_Required task:_ Counting line by line through the items below, how many lines contain the string "cargo"? Reply with the number alone.

_Task data:_

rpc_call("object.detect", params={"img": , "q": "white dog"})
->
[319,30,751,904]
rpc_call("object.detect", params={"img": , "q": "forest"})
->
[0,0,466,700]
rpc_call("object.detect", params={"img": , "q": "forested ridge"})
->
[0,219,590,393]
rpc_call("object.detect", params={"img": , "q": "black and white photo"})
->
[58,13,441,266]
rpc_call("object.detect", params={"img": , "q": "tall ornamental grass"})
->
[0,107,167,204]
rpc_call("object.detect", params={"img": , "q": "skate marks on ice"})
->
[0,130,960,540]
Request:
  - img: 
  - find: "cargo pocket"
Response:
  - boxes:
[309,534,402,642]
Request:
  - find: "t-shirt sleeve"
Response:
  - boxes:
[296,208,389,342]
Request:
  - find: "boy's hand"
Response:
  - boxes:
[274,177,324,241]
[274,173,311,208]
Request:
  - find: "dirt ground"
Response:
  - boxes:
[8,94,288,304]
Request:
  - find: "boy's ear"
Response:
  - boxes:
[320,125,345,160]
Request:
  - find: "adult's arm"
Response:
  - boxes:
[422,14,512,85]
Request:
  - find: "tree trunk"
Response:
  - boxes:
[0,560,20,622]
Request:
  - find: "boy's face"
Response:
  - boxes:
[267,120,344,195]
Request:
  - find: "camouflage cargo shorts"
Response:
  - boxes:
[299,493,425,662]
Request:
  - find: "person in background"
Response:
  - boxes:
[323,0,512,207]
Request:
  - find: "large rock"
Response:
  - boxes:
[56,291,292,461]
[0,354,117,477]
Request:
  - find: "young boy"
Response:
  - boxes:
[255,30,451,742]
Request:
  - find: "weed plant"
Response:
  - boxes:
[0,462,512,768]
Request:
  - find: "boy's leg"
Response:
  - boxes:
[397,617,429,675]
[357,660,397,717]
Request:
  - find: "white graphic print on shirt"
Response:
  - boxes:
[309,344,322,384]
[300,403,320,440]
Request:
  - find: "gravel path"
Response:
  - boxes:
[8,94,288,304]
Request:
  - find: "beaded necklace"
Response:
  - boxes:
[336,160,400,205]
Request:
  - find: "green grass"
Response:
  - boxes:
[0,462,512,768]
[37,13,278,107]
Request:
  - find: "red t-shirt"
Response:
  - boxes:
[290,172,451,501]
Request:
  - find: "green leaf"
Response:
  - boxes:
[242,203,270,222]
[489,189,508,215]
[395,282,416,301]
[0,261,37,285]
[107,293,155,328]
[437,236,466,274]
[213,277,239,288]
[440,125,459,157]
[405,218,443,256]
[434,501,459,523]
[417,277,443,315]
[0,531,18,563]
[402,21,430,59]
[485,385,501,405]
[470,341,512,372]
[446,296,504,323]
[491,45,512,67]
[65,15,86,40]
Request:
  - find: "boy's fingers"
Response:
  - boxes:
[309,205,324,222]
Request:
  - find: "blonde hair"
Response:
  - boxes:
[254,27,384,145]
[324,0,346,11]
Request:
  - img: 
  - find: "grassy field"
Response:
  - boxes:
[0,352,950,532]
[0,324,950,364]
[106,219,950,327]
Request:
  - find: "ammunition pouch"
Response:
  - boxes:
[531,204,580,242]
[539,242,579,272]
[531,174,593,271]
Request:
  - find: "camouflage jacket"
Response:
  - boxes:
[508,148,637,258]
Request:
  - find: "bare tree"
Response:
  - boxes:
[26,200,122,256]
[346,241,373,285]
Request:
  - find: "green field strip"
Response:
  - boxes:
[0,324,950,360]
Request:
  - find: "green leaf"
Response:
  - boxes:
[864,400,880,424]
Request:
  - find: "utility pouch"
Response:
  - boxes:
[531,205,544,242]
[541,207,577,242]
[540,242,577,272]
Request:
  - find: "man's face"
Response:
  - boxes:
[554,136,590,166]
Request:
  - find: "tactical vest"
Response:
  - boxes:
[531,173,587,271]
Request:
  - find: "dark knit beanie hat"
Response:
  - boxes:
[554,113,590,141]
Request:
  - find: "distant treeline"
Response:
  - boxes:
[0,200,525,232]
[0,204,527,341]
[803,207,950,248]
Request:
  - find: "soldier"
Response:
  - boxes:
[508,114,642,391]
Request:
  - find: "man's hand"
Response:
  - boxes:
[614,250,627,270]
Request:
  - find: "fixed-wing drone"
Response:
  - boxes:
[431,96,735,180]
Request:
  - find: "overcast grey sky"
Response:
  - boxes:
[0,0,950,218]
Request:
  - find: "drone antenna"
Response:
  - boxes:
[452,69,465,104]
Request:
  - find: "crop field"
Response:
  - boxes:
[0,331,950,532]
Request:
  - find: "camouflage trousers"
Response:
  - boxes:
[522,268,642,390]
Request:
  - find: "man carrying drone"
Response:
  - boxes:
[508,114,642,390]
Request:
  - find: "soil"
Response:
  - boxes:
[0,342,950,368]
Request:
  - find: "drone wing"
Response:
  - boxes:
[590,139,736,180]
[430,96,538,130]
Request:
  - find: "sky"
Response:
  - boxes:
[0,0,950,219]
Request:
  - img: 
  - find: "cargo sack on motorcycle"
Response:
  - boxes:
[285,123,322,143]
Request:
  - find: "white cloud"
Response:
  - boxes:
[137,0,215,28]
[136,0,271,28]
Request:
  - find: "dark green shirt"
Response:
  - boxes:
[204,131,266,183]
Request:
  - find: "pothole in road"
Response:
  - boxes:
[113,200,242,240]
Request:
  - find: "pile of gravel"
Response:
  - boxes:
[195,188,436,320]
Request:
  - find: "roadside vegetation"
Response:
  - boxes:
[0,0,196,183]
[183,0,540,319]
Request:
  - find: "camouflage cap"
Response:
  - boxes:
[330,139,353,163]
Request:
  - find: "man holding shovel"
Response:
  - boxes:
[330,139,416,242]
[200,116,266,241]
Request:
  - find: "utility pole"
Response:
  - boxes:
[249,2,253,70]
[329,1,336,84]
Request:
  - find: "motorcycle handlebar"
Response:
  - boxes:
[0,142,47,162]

_Solution:_ 3